» 作業一覧
[1] 電子部品実装基板に関する抜粋から、「図7図7は、本発明の他の実施」を含む語句で始まり「の実施の形態に限定されない。」の後で終わる部分を、一字も変えずに打ち直してください。
[2] 電子部品実装基板に関する抜粋の最後の文に続けて、その先の本文を書き進めてください。
:: 抜粋
図2図2は、図1に示す電子部品実装基板の平面図である。
図3図3は、本発明の実施の形態1の変形例に係る電子部品実装基板を示す側面図である。
図4図4は、図3に示す電子部品実装基板の平面図である。
図5図5は、本発明の実施の形態2に係る電子部品実装基板を示す側面図である。
図6図6は、図5に示す電子部品実装基板の平面図である。
図7図7は、本発明の他の実施の形態に係る電子部品実装基板における非導電体領域を示す平面図である。
【発明を実施するための形態】
【0019】
以下、好ましい実施の形態を、図面を参照しながら説明する。なお、以下では全ての図面を通じて同一または相当する要素には同一の参照符号を付して、その重複する説明を省略する。また、本発明は、以下の実施の形態に限定されない。
【0020】
(実施の形態1)
::::
:: 提供データ
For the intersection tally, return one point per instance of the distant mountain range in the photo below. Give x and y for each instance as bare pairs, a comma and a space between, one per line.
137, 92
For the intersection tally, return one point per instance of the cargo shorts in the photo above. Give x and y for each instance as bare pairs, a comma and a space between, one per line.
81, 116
::::
» 各作業の解答
[1]
図7図7は、本発明の他の実施の形態に係る電子部品実装基板における非導電体領域を示す平面図である。
【発明を実施するための形態】
【0019】
以下、好ましい実施の形態を、図面を参照しながら説明する。なお、以下では全ての図面を通じて同一または相当する要素には同一の参照符号を付して、その重複する説明を省略する。また、本発明は、以下の実施の形態に限定されない。

[2]
図1は、本発明の実施の形態1に係る電子部品実装基板を示す側面図であり、図2は、図1に示す電子部品実装基板の平面図である。なお、図1においては、基板2の厚み方向の大きさを誇張して図示している。また、図1には、一の電子部品3およびそれが接続される基板2の一部領域のみが示されている。また、図2において、電子部品3は実装していない状態を示している(実装位置が想像線で示されている)。図1および図2に示すように、本実施の形態における電子部品実装基板1は、基板2上に少なくとも1つの電子部品3が実装されている。
【0021】
電子部品3は、樹脂のケーシングで覆われた電子部品本体30と、電子部品信号配線等の各種配線部に接続される少なくとも1つの端子電極部31と、グランド(図示せず)に接続されるグランド電極部32と、を有している。グランド電極部32は、電子部品3(電子部品本体30)の下面側に設けられている。なお、グランド電極部32は、図1および図2に示されるように、平面視において電子部品本体30を画するケーシングの内側だけでなくケーシングの外側にも延出され得る。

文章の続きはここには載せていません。